» **TEXTAUSZUG**:
----
Stell dir vor, der Atomausstieg ist geschafft – welche Aufgabe bleibt dann für die Grünen? Die CSU hat am Wochenende als erste Regierungspartei ein Ausstiegsdatum beschlossen. Demnach soll spätestens 2022 das letzte deutsche Atomkraftwerk vom Netz. Kanzlerin Angela Merkel (CDU) hat dies ausdrücklich begrüßt. Und wenn am kommenden Montag die Ethik-Kommission in ihrem Abschluss-Bericht diese Perspektive festschreibt, dann wird die Union als Atom-Ausstiegspartei in die deutsche Geschichte eingehen.
Die Grünen haben immerhin einen Sonderparteitag angekündigt. Sollte die Bundesregierung einen akzeptablen Plan zum Atomausstieg vorlegen, werde die Partei am 25. Juni über ihren Umgang damit beraten, sagt Parteichefin Claudia Roth. Es kann sein, dass die Grünen dann einen Haken hinter eines ihrer wichtigsten Ziele setzen. Danach aber steht der Partei eine politisch ungleich brisantere Aufgabe ins Haus: die Suche nach einem atomaren Endlager.
Erinnern wir uns: Bundesumweltminister Jürgen Trittin hatte mit dem Gorleben-Moratorium Ende der neunziger Jahre die weitere Erkundung des Salzstocks Gorleben gestoppt und ein alternatives Suchverfahren angekündigt, das Deutschland ein weithin akzeptiertes und sicheres Lager bescheren sollte. Dazu wurde der Arbeitskreis Auswahlverfahren Endlagerstandorte (AK End) gegründet, der eine transparente Vorgehensweise entwickeln sollte.
Im Dezember 2002 war es dann soweit: Der AK End stellte sein Verfahren und die Kriterien für die Suche nach einer ebenso zustimmungsfähigen wie sicheren Atommüllhalde vor. Das 14-köpfige Expertengremium empfahl ein Lager unter Tage in Tiefen zwischen 300 und 1.500 Metern. Das Gestein des Lagers musste ausreichend isolieren und durfte weder durch Erdbewegungen noch von Störungen des Deckgebirges beeinträchtigt werden – die geowissenschaftlichen Kriterien waren nicht wesentlich neu.
----
» **DATENSATZ**:
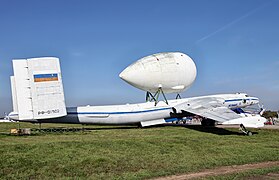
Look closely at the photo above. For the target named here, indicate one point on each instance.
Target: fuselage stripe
(131, 112)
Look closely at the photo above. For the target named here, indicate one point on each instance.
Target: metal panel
(46, 87)
(23, 91)
(37, 88)
(13, 86)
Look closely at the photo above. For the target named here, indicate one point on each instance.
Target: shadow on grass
(212, 130)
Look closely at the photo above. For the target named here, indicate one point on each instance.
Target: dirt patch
(222, 171)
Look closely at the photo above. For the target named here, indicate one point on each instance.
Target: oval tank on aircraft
(174, 72)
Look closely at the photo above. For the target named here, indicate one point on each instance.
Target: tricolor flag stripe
(45, 77)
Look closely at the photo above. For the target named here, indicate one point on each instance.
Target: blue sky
(235, 44)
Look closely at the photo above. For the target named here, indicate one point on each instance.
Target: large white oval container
(174, 72)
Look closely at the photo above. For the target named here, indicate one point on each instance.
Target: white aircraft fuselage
(132, 114)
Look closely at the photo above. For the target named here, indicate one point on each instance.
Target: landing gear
(150, 97)
(245, 131)
(208, 122)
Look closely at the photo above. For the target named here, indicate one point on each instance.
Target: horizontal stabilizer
(152, 122)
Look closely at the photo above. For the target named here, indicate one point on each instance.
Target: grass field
(129, 152)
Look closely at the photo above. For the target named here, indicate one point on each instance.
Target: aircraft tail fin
(37, 88)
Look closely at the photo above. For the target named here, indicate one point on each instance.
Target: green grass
(250, 174)
(130, 153)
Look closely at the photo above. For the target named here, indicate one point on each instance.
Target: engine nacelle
(174, 72)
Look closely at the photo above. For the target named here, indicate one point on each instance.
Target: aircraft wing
(214, 108)
(208, 107)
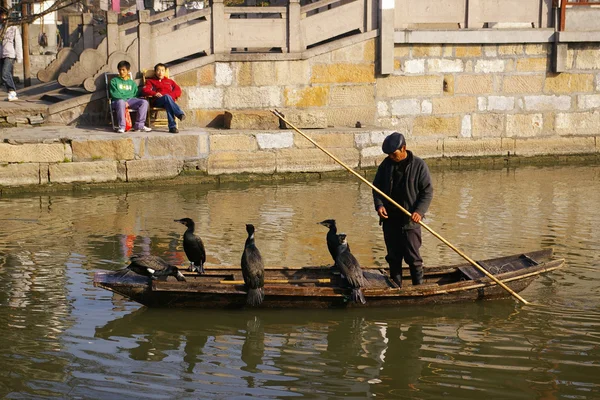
----
» **ZU ERLEDIGENDE AUFGABEN**:
**A)** Welche Zeilen der Auflistung enthalten das Wort „oval“? Filtere sie heraus und gib jede davon wortgetreu wieder.
**B)** Fahre mit dem Text über den Atomausstieg und die Endlagersuche fort, und zwar im Anschluss an seinen letzten Satz.

» **LÖSUNGEN DER AUFGABEN**:
**A)**
Target: oval tank on aircraft
Target: large white oval container

**B)**
Veto der Betroffenen
Neu dagegen klangen einige sozial- und planungswissenschaftliche Kriterien: Beachtet werden sollten vor allem Auswirkungen des Endlagers auf Arbeits- und Wohnungsmarkt, Image und Wirtschaftsentwicklung der Region, die es letztlich trifft. „Wir schlagen einen Fonds vor, der die wirtschaftliche und kulturelle Entwicklung dort langfristig fördert“, sagte der Sozialwissenschaftler Detlef Ipsen. Schließlich sei der Atommüll im ganzen Land produziert worden. Der revolutionärste Vorschlag der Kommission war, dass am Schluss die Betroffenen über das Lager entscheiden sollten: Wenn die Bevölkerung einer Region mehrheitlich Nein zum Endlager sagt, „dann muss das zählen“, so Ipsen.
„Angefangen bei unserer Empfehlung für ein untertägiges Endlager – wenn die Bevölkerung will, kann prinzipiell alles geändert werden“, kündigte Ausschussmitglied Hans-Jörg Haury von der Gesellschaft für Reaktorsicherheit an. Wichtig sei aber, dass die Politik das Verfahren nach einer öffentlichen Debatte per Gesetz legitimiere. Im Schritt danach sollte die Bundesrepublik in einzelne Gebiete „gerastert“ und die geowissenschaftlichen Gegebenheiten untersucht werden. In Gebieten, die geeignet erschienen, sollten parallel mit Bürgerforen die sozialwissenschaftlichen Kriterien durchgegangen werden und die Kommunalvertreter das Lager für die Region akzeptieren – oder eben nicht.
Bekanntermaßen wurde daraus nichts: Zwar stellte Trittin im Sommer 2005 noch seinen Gesetzesentwurf zur Endlagersuche gemäß dem Vorschlag des AK End vor. Der aber wurde nicht einmal mehr in den Bundestag eingebracht: Trittin wechselte auf die Oppositionsbank.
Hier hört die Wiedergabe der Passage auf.